==== Página ====

Sabemos por inferência das narrativas constantes do livro de Atos, que os judeus deram muito trabalho a Paulo. Por inferência ainda, podemos entender que os judeus chegaram a Roma bem antes dos cristãos se tornarem um grupo e se reunirem como igreja. Inscrições nas catacumbas dos judeus em Roma bem como documentos a eles alusivos dão conta de que houve ali alguns conflitos em que vários judeus perderam a vida, ainda entre o segundo e o quinto séculos da era cristã.
Segundo Richardson, havia pelo menos cinco sinagogas em Roma no início do Séc. I, sendo estas de origem hebraica. Havia ainda outras sinagogas provavelmente de prosélitos e amigos dos judeus.
Cícero (cerca de 59 a.C.), em sua apologética a Flaccus, fala de uma grande comunidade judaica em Roma que se reunia em assembléias informais e anualmente enviava ouro para Jerusalém.
Com a perseguição dos cristãos na Palestina e sua consequente dispersão, alguns cristãos, de origem judaica, foram parar em Roma, sendo, a priori, bem recebidos pelos judeus em suas sinagogas. Com o passar dos anos, tanto pela pregação centrada em Cristo, o Messias, como pelo testemunho que ostentavam diante dos seus patrícios ortodoxos, acabaram por ganhar vários deles para Cristo, o Messias tão esperado por eles e que, segundo sua mensagem, havia nascido em Belém, vivido inicialmente na Galileia, saindo de lá para reunir discípulos e pregar as boas-novas da salvação tão esperada pelos judeus hassiditas (hassidim = piedosos), vindo a sofrer a morte na cruz e ressuscitando ao terceiro dia.
Dentre estes estavam Áquila e Priscilla que compreenderam a mensagem de salvação e se tornaram testemunhas e pregadores nas sinagogas da Itália até a expulsão dos judeus de Roma por Claudius, imperador romano, como nos informa Lucas (At. 18.2) e Suetonius, historiador romano. O ano provavelmente era 49, como nos infere Lucas (At. 18.11-12) e a inscrição de Gálio, procônsul da Acaia.

==== Material apresentado ====

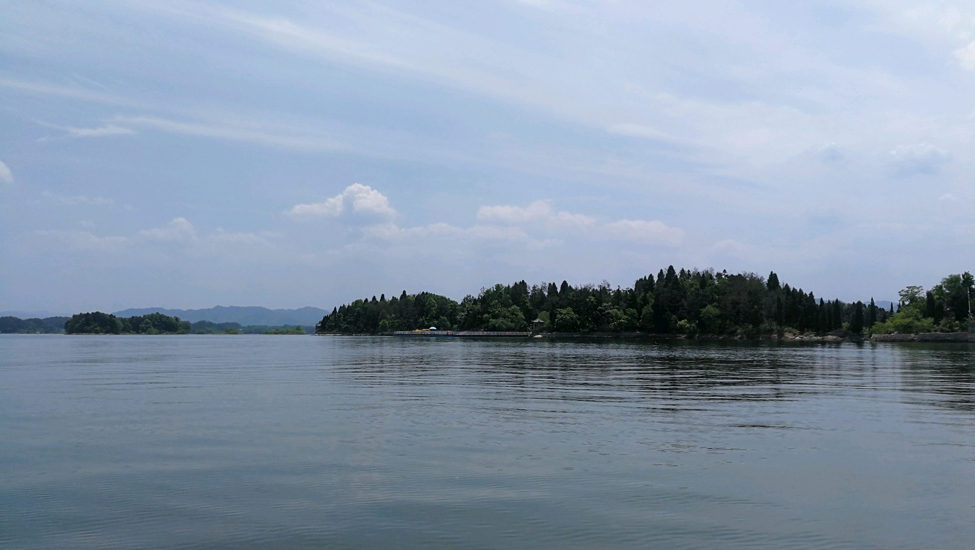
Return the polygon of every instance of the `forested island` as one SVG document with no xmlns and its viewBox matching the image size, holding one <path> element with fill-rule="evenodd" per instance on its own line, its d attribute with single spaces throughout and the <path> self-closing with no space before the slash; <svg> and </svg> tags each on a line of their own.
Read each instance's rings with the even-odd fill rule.
<svg viewBox="0 0 975 550">
<path fill-rule="evenodd" d="M 51 334 L 64 332 L 64 322 L 70 317 L 45 317 L 44 319 L 0 317 L 0 334 Z"/>
<path fill-rule="evenodd" d="M 898 306 L 824 299 L 781 284 L 774 272 L 728 274 L 713 269 L 661 269 L 633 287 L 572 287 L 525 281 L 494 285 L 459 303 L 431 293 L 358 299 L 332 309 L 318 334 L 388 334 L 436 327 L 459 331 L 703 334 L 760 337 L 788 334 L 890 334 L 967 330 L 972 276 L 950 275 L 929 291 L 908 287 Z"/>
<path fill-rule="evenodd" d="M 482 289 L 460 302 L 432 293 L 358 299 L 332 308 L 315 333 L 381 334 L 436 327 L 445 331 L 562 334 L 669 334 L 766 337 L 798 334 L 963 333 L 970 320 L 970 273 L 949 275 L 931 289 L 907 287 L 896 306 L 874 298 L 847 303 L 781 284 L 774 272 L 728 274 L 713 269 L 661 269 L 630 288 L 608 283 L 573 287 L 525 281 Z M 0 317 L 0 333 L 68 334 L 303 334 L 301 326 L 190 323 L 163 313 L 117 317 L 95 311 L 70 318 Z M 309 329 L 310 330 L 310 329 Z M 892 337 L 892 336 L 891 336 Z M 940 337 L 940 336 L 939 336 Z"/>
<path fill-rule="evenodd" d="M 2 320 L 0 318 L 0 329 Z M 17 319 L 17 318 L 10 318 Z M 213 323 L 197 321 L 190 323 L 178 317 L 162 313 L 149 313 L 131 317 L 116 317 L 110 313 L 95 311 L 78 313 L 70 318 L 58 317 L 64 333 L 68 334 L 304 334 L 298 326 L 264 326 L 239 323 Z M 22 321 L 18 319 L 18 321 Z M 0 330 L 0 332 L 4 332 Z M 13 331 L 11 331 L 13 332 Z M 51 331 L 58 332 L 58 331 Z"/>
</svg>

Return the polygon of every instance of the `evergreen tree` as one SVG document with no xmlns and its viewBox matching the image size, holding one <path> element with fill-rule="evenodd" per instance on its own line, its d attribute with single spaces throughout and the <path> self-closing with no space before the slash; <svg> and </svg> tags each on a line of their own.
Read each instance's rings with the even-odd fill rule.
<svg viewBox="0 0 975 550">
<path fill-rule="evenodd" d="M 863 332 L 863 302 L 853 304 L 853 319 L 850 321 L 850 332 L 859 334 Z"/>
<path fill-rule="evenodd" d="M 770 292 L 775 292 L 779 290 L 779 276 L 775 274 L 774 271 L 768 273 L 768 282 L 765 283 L 765 287 Z"/>
</svg>

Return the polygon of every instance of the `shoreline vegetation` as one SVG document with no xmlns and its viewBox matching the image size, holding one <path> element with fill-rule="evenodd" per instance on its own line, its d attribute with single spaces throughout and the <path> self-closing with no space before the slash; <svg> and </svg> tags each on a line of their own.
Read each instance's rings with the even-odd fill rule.
<svg viewBox="0 0 975 550">
<path fill-rule="evenodd" d="M 907 287 L 898 293 L 896 308 L 891 303 L 886 309 L 873 297 L 852 303 L 817 298 L 781 284 L 775 272 L 766 278 L 670 266 L 626 289 L 605 281 L 579 287 L 520 281 L 482 289 L 459 302 L 426 292 L 404 291 L 390 299 L 373 295 L 332 308 L 314 333 L 301 326 L 190 323 L 159 312 L 116 317 L 99 311 L 70 318 L 0 317 L 0 333 L 381 335 L 436 327 L 548 337 L 963 341 L 971 327 L 973 284 L 965 272 L 927 291 Z"/>
<path fill-rule="evenodd" d="M 20 319 L 0 317 L 0 334 L 307 334 L 300 325 L 245 325 L 239 323 L 190 323 L 178 317 L 149 313 L 116 317 L 95 311 L 72 317 Z"/>
<path fill-rule="evenodd" d="M 494 285 L 460 302 L 418 293 L 358 299 L 332 309 L 316 334 L 442 331 L 532 331 L 552 337 L 784 338 L 831 340 L 874 334 L 968 332 L 971 274 L 949 275 L 928 291 L 912 286 L 895 308 L 817 298 L 781 284 L 775 272 L 661 269 L 627 289 L 525 281 Z"/>
</svg>

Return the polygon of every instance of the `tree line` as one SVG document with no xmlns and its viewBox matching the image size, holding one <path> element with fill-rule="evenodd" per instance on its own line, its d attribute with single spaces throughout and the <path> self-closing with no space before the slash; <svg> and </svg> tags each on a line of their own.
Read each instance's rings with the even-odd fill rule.
<svg viewBox="0 0 975 550">
<path fill-rule="evenodd" d="M 966 278 L 967 277 L 967 278 Z M 795 333 L 903 332 L 908 328 L 963 330 L 971 276 L 952 275 L 927 293 L 902 293 L 899 309 L 873 298 L 845 303 L 781 284 L 778 275 L 728 274 L 714 269 L 661 269 L 627 289 L 608 283 L 573 287 L 525 281 L 494 285 L 459 303 L 419 293 L 387 299 L 357 299 L 332 309 L 319 333 L 381 334 L 436 327 L 442 330 L 725 334 L 740 337 Z M 918 294 L 919 293 L 919 294 Z M 929 303 L 930 302 L 930 303 Z M 967 303 L 967 301 L 965 301 Z M 904 319 L 914 320 L 910 325 Z M 929 322 L 919 321 L 929 319 Z M 907 324 L 906 324 L 907 323 Z"/>
<path fill-rule="evenodd" d="M 189 321 L 162 313 L 116 317 L 94 311 L 75 314 L 64 323 L 68 334 L 185 334 L 189 331 Z"/>
<path fill-rule="evenodd" d="M 50 334 L 64 331 L 64 322 L 68 317 L 45 317 L 38 319 L 20 319 L 20 317 L 0 317 L 0 334 Z"/>
<path fill-rule="evenodd" d="M 240 323 L 190 323 L 163 313 L 149 313 L 132 317 L 116 317 L 110 313 L 95 311 L 78 313 L 63 319 L 61 326 L 68 334 L 304 334 L 301 326 L 265 326 Z M 0 324 L 0 327 L 3 325 Z"/>
</svg>

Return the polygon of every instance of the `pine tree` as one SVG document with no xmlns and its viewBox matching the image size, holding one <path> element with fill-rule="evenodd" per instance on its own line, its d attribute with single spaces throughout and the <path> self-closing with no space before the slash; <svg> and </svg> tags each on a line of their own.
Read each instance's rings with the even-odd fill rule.
<svg viewBox="0 0 975 550">
<path fill-rule="evenodd" d="M 774 271 L 768 273 L 768 282 L 765 283 L 765 288 L 769 292 L 774 292 L 780 289 L 779 287 L 779 276 L 775 274 Z"/>
<path fill-rule="evenodd" d="M 863 302 L 853 305 L 853 319 L 850 321 L 850 332 L 859 334 L 863 332 Z"/>
</svg>

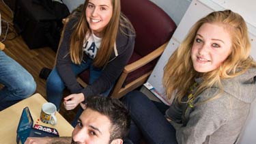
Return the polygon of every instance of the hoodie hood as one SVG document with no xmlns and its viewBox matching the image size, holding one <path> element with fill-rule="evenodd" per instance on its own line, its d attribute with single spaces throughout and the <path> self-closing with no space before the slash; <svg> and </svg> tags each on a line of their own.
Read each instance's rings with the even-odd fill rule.
<svg viewBox="0 0 256 144">
<path fill-rule="evenodd" d="M 250 68 L 245 73 L 234 78 L 222 81 L 224 91 L 246 103 L 251 103 L 256 97 L 256 68 Z"/>
</svg>

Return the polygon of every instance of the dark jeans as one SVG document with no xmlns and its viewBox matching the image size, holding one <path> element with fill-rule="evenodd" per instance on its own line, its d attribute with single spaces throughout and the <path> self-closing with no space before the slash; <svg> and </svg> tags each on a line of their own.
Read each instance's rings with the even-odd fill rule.
<svg viewBox="0 0 256 144">
<path fill-rule="evenodd" d="M 176 132 L 165 117 L 168 106 L 153 102 L 139 91 L 128 93 L 122 101 L 130 112 L 128 137 L 134 144 L 139 144 L 142 137 L 150 144 L 177 143 Z"/>
</svg>

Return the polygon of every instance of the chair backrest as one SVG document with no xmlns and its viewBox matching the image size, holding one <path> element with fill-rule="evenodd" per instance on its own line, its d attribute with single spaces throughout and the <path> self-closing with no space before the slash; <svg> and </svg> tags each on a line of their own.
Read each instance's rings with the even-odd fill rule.
<svg viewBox="0 0 256 144">
<path fill-rule="evenodd" d="M 121 11 L 135 29 L 134 51 L 141 56 L 169 40 L 176 29 L 170 16 L 150 0 L 121 0 Z"/>
</svg>

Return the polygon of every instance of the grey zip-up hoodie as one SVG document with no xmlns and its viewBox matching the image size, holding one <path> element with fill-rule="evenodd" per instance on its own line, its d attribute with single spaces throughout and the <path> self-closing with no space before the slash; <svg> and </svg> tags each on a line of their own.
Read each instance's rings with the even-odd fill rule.
<svg viewBox="0 0 256 144">
<path fill-rule="evenodd" d="M 207 89 L 195 98 L 193 108 L 187 103 L 173 102 L 166 117 L 172 120 L 178 143 L 238 143 L 256 97 L 255 76 L 256 68 L 251 68 L 238 76 L 223 80 L 224 91 L 220 97 L 203 102 L 220 91 L 218 87 Z"/>
<path fill-rule="evenodd" d="M 72 93 L 82 92 L 85 97 L 89 97 L 104 92 L 115 83 L 132 54 L 135 36 L 125 35 L 119 31 L 115 40 L 116 48 L 113 51 L 106 66 L 102 68 L 100 77 L 83 88 L 76 81 L 76 76 L 71 68 L 72 62 L 69 55 L 70 37 L 74 30 L 73 26 L 77 20 L 76 18 L 72 18 L 66 25 L 63 39 L 57 53 L 56 68 L 65 85 Z M 134 35 L 134 33 L 128 29 L 125 31 L 129 35 Z M 88 56 L 84 55 L 83 59 L 86 61 Z"/>
</svg>

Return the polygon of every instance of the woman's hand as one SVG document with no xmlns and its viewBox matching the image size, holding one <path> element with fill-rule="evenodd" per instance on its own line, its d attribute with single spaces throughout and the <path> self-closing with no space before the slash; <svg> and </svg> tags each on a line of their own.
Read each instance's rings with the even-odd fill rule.
<svg viewBox="0 0 256 144">
<path fill-rule="evenodd" d="M 70 94 L 64 98 L 64 107 L 66 110 L 72 110 L 81 102 L 85 100 L 83 93 Z"/>
</svg>

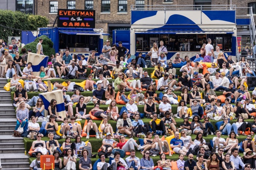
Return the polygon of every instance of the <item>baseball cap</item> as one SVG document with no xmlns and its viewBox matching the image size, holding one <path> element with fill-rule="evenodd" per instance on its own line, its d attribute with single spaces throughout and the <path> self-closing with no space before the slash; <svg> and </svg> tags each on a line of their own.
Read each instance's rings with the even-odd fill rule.
<svg viewBox="0 0 256 170">
<path fill-rule="evenodd" d="M 223 76 L 225 76 L 226 75 L 225 73 L 223 73 L 223 72 L 221 73 L 221 75 L 223 75 Z"/>
</svg>

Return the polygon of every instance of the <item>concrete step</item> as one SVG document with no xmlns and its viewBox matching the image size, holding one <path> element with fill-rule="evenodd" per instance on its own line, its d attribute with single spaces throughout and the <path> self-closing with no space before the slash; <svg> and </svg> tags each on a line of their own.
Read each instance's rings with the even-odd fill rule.
<svg viewBox="0 0 256 170">
<path fill-rule="evenodd" d="M 14 134 L 14 129 L 12 130 L 4 130 L 3 131 L 0 131 L 0 135 L 12 135 Z M 1 143 L 0 143 L 1 144 Z"/>
<path fill-rule="evenodd" d="M 12 143 L 0 143 L 0 148 L 13 148 L 13 147 L 24 147 L 24 143 L 23 142 L 15 142 L 14 141 Z M 2 159 L 1 158 L 1 161 Z"/>
<path fill-rule="evenodd" d="M 1 103 L 11 103 L 12 104 L 12 100 L 11 99 L 0 99 Z"/>
<path fill-rule="evenodd" d="M 14 107 L 12 106 L 12 103 L 0 103 L 0 109 L 13 109 L 14 108 Z"/>
<path fill-rule="evenodd" d="M 1 112 L 0 112 L 0 113 Z M 16 118 L 16 114 L 15 113 L 0 114 L 0 118 Z"/>
<path fill-rule="evenodd" d="M 0 148 L 0 153 L 25 153 L 25 148 L 23 147 L 13 147 Z M 3 165 L 2 165 L 3 166 Z"/>
<path fill-rule="evenodd" d="M 20 137 L 19 138 L 14 137 L 12 135 L 0 135 L 0 142 L 2 143 L 13 143 L 14 141 L 15 142 L 23 142 L 23 138 Z"/>
<path fill-rule="evenodd" d="M 0 96 L 0 99 L 11 99 L 12 98 L 10 94 L 8 95 L 4 95 L 2 94 Z"/>
<path fill-rule="evenodd" d="M 0 109 L 0 113 L 2 114 L 14 114 L 16 115 L 15 110 L 12 109 Z"/>
<path fill-rule="evenodd" d="M 1 163 L 2 167 L 8 167 L 8 169 L 10 170 L 10 168 L 16 168 L 16 169 L 19 169 L 20 170 L 21 168 L 26 168 L 24 169 L 27 169 L 27 167 L 29 167 L 29 162 L 3 162 Z"/>
<path fill-rule="evenodd" d="M 0 126 L 16 124 L 17 119 L 15 118 L 9 119 L 0 118 Z"/>
<path fill-rule="evenodd" d="M 5 130 L 14 130 L 16 126 L 15 125 L 1 125 L 0 131 Z"/>
</svg>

====

**Exercícios propostos:**
[1] Resuma em duas frases o texto sobre os judeus e os cristãos em Roma.
[2] Escreva a continuação do texto sobre os judeus e os cristãos em Roma a partir do ponto em que ele termina.
Este material provém de uma fonte diferente da do texto.

**Respostas dos exercícios:**
[1] Os judeus chegaram a Roma bem antes de os cristãos se reunirem como igreja, e no início do século I havia ali pelo menos cinco sinagogas de origem hebraica, segundo Richardson. Cristãos de origem judaica que se dispersaram com a perseguição na Palestina foram inicialmente bem recebidos nessas sinagogas e ganharam vários judeus para Cristo, entre eles Áquila e Priscilla, que pregaram nas sinagogas da Itália até a expulsão dos judeus de Roma por Claudius, provavelmente no ano 49.

[2]
Esta expulsão, segundo Osório, historiador cristão do Séc. V, teve como motivo o ressentimento que tinham contra Cristo, algumas vezes querendo tirar a vida de compatriotas seus, criando, destarte, confusões que poderiam pôr em risco o império, já que muitos judeus eram cidadãos romanos e somente Roma poderia decretar sua execução.
Como Áquila e Priscilla, outros judeus convertidos saíram de Roma e foram para outras regiões. Todavia, o Evangelho cresceu devido à conversão de gentios romanos que se apossaram da graça e se tornaram testemunhas de Cristo em Roma.
O fato é que, alguns ano depois da expulsão dos judeus de Roma, Paulo escreve sua carta endereçada aos cristãos daquela cidade (57). Febe, a quem Paulo encomenda a partir da igreja em Cencreia, é que é, ao que tudo indica, a portadora da missiva. Alguns irmãos nela citados converteram-se a Cristo antes de Paulo, o que indica a presença de uma igreja atuante e comunicadora da verdade e da fé em Cristo Jesus.
Não gozando do apreço dos judeus incrédulos, os gentios convertidos formaram sua própria comunidade cristã, recebendo, mais tarde, os irmãos judeus que rompiam com o legalismo judaico em prol do evangelho da graça. Afinal, foram eles que, do Pentecostes em diante, levaram o evangelho para suas famílias e clãs na Europa e Ásia. Foi pela pregação deles que os demais judeus e os gentios se converteram.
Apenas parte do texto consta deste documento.